Exercise prompt: Give back, word for word, the line that contains "of the tall" and every line that follows it in the data below.

Dataset records:

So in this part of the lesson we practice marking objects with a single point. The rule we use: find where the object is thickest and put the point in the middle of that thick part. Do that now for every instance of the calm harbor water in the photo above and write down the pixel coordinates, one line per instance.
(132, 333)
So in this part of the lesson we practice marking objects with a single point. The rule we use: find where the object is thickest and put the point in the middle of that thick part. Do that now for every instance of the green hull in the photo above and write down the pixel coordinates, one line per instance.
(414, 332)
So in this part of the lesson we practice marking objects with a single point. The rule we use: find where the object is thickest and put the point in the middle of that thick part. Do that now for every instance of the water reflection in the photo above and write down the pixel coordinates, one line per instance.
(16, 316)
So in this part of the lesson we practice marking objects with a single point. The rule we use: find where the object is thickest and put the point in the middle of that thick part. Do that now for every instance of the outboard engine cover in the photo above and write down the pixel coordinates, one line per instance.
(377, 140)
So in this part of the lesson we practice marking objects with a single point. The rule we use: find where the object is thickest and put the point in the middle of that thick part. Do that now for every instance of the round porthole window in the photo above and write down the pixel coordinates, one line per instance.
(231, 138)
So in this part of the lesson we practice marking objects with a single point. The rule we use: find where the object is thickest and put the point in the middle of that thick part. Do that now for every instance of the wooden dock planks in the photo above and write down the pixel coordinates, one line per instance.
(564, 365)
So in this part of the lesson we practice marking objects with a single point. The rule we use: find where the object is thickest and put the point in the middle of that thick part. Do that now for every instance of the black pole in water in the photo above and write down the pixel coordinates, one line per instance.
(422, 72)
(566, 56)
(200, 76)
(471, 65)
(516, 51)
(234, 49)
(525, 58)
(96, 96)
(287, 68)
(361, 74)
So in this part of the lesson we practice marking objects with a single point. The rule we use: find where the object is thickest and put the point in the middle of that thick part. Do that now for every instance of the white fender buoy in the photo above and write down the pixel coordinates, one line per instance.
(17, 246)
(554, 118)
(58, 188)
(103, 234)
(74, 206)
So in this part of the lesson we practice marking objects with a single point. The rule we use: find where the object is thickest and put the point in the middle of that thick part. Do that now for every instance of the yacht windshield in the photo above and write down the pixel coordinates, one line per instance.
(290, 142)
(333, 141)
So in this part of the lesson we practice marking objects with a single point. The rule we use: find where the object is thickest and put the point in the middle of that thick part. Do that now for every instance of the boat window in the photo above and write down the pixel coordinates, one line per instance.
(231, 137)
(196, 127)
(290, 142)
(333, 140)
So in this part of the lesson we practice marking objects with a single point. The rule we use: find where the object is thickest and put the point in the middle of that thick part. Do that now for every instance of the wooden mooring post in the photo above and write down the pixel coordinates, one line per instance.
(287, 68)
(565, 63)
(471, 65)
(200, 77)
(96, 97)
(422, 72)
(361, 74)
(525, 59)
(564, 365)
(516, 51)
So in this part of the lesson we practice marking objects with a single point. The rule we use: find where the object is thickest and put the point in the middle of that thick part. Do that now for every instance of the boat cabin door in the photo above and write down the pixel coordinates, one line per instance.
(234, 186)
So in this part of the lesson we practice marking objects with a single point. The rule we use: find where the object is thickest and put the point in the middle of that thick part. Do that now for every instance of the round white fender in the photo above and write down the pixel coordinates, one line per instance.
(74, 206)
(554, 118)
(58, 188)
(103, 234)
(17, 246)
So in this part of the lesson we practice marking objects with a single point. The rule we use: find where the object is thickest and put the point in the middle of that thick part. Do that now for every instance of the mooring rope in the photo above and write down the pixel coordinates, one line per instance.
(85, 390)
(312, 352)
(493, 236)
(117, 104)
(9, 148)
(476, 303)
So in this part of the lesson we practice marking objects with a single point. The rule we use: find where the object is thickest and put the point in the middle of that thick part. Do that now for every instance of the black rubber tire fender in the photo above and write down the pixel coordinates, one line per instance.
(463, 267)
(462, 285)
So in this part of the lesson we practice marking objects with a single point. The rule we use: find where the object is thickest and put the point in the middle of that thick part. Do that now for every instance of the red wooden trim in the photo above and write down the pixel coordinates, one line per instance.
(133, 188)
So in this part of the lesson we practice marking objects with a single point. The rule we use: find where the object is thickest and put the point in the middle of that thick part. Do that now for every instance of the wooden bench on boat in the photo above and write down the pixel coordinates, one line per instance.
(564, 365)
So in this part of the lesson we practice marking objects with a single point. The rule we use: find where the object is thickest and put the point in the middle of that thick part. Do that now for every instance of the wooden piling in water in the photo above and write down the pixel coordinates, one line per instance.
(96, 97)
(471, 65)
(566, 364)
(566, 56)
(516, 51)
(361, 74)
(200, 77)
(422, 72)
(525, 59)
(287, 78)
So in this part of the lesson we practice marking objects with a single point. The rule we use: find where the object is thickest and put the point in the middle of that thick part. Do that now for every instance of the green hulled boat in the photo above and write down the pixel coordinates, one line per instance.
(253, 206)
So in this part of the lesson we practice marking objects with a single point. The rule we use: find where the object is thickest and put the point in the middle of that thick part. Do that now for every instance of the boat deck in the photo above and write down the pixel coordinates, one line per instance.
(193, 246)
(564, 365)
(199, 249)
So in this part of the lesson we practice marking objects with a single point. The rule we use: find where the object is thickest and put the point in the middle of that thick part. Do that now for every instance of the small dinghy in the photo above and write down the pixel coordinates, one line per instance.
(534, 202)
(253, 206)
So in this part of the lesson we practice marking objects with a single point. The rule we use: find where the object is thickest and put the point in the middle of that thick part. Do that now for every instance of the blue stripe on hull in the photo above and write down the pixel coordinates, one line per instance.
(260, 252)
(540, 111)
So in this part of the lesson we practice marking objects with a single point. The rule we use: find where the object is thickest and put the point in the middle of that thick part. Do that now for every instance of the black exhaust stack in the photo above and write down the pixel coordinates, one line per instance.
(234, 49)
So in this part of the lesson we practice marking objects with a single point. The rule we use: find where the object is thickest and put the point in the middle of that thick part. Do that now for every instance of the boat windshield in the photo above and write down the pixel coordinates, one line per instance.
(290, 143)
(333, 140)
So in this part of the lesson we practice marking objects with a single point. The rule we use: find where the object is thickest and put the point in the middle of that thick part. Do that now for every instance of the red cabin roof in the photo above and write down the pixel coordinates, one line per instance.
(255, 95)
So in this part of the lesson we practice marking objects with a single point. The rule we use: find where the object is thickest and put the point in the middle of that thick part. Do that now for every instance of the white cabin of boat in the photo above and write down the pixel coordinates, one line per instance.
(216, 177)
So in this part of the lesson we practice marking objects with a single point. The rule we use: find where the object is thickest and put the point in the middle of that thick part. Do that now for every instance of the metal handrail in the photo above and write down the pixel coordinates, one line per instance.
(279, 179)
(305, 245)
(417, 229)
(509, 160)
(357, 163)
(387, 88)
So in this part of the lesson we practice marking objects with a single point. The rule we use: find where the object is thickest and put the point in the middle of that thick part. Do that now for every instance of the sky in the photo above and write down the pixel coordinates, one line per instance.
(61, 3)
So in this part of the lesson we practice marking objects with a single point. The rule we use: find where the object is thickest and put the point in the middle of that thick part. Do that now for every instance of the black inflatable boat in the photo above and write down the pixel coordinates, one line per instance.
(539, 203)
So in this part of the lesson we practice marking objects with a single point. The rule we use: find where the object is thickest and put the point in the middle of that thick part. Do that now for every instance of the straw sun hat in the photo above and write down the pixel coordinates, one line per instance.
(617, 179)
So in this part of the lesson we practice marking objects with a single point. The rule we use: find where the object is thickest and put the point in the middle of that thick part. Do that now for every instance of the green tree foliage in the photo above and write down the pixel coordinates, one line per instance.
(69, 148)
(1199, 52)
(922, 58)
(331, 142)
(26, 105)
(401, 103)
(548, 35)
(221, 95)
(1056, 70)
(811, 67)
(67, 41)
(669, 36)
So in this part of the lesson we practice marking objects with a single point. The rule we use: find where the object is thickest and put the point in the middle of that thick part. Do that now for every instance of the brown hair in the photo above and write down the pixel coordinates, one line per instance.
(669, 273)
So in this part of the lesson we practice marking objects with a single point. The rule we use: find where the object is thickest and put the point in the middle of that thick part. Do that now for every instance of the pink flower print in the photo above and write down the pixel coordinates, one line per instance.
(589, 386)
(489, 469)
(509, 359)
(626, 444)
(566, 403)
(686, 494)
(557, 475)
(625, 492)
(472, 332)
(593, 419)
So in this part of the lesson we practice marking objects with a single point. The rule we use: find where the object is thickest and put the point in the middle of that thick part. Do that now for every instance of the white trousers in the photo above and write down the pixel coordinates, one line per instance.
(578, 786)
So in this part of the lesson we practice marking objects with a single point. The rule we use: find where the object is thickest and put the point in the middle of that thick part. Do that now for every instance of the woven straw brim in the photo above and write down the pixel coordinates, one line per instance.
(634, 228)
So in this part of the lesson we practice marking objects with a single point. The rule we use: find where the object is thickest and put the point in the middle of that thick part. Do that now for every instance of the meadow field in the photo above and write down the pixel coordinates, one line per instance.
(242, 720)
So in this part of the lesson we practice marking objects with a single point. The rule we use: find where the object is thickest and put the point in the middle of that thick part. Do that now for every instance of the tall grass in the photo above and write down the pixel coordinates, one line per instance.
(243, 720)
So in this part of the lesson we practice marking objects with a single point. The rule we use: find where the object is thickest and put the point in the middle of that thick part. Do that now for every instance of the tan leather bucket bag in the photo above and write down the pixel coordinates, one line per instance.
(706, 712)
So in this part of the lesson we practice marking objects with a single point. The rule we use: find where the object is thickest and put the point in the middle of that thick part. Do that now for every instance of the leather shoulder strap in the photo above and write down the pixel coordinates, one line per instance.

Finished exercise:
So in this part of the lesson we practice marking objects with a single point. The rule we use: find where the object is thickest and put the point in the middle of that thick part. Do that now for every instance of the tall grass in the photo above and write down the pixel coordinates, one line per instance.
(243, 720)
So in this part of the lesson we practice marking objects with a single point. The rule we use: find where the object is thickest and put the point in the middle of that thick part. Do that now for every instance of the tan leather bucket bag in the photo above and write down the pixel coordinates, one line per instance.
(706, 712)
So in this part of the lesson we practice marking objects with a single point. The rule we use: find where the object is thickest and put the point in the middle of that thick part. Do that now for every instance of the leather shoulder strap in the photo above and write down the pixel coordinates, one line per instance.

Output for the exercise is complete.